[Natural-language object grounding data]
BEGIN

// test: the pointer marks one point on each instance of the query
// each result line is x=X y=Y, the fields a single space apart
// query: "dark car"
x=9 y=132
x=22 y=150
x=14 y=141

END

_What the task asks_. Would you repeat the records above without any changes?

_Response to this task_.
// test: the pointer marks one point on each instance of the query
// each result line is x=X y=Y, the fields a single space apart
// query: "dark car"
x=9 y=132
x=22 y=150
x=14 y=141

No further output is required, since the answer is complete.